Brief: Search the data for the string "frame" and extract every line where it appears.

[Images for object localization]
::::

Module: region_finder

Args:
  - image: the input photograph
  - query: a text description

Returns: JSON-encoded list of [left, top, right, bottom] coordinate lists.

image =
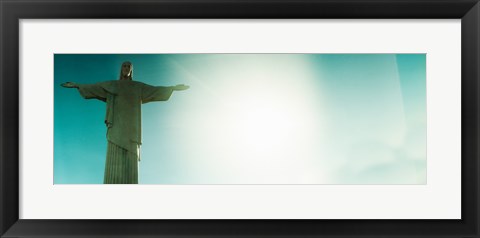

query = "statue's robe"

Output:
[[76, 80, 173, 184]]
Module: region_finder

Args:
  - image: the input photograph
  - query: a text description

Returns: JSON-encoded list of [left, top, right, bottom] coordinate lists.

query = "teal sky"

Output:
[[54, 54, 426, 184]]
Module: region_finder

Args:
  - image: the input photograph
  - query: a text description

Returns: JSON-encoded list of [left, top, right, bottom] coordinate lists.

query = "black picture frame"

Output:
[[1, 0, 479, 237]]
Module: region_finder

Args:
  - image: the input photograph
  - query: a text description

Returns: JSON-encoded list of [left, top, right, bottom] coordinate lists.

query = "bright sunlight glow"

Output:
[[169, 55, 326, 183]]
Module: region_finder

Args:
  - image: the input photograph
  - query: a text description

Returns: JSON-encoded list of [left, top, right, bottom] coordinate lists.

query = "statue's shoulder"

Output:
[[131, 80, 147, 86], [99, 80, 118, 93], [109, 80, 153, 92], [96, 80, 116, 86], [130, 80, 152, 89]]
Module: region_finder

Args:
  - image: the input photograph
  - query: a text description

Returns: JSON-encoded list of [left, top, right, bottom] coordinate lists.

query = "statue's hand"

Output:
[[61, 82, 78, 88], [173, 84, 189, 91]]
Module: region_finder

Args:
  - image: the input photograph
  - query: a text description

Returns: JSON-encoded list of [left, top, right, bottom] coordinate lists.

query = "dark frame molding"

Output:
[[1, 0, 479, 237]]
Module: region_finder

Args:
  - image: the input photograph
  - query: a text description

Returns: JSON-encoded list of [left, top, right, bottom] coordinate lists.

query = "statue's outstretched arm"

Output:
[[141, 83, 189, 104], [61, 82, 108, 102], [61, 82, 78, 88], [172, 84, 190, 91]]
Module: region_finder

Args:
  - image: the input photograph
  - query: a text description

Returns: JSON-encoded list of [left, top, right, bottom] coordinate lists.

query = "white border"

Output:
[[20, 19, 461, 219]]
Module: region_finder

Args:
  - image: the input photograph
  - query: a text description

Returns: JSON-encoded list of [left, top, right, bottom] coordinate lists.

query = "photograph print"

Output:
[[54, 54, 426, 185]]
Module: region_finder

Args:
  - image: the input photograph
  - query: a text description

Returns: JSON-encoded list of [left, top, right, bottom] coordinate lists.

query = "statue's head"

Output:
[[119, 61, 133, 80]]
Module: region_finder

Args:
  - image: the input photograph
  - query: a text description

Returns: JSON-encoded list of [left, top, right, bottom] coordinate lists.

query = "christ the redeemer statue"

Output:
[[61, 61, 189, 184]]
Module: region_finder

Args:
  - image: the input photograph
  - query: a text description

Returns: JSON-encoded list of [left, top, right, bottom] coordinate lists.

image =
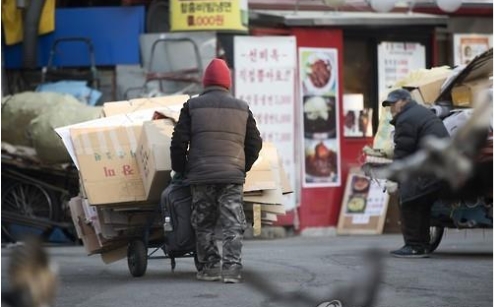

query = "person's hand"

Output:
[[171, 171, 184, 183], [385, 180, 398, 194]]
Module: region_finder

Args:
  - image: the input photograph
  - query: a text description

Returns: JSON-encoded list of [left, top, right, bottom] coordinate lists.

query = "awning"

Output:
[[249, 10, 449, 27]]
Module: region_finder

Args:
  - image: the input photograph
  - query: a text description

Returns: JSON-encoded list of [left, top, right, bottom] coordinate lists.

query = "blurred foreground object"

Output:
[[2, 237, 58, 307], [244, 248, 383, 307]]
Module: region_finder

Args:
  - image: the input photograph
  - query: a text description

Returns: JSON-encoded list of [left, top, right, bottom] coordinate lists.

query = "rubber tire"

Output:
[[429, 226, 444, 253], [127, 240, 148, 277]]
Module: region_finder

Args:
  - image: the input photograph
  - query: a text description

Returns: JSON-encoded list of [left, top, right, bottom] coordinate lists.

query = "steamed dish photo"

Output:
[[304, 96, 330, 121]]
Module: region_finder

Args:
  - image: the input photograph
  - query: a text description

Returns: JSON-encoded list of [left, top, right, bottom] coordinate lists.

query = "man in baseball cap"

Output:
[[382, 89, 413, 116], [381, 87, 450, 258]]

::::

Output:
query = "black picture frame"
query = "dark frame molding"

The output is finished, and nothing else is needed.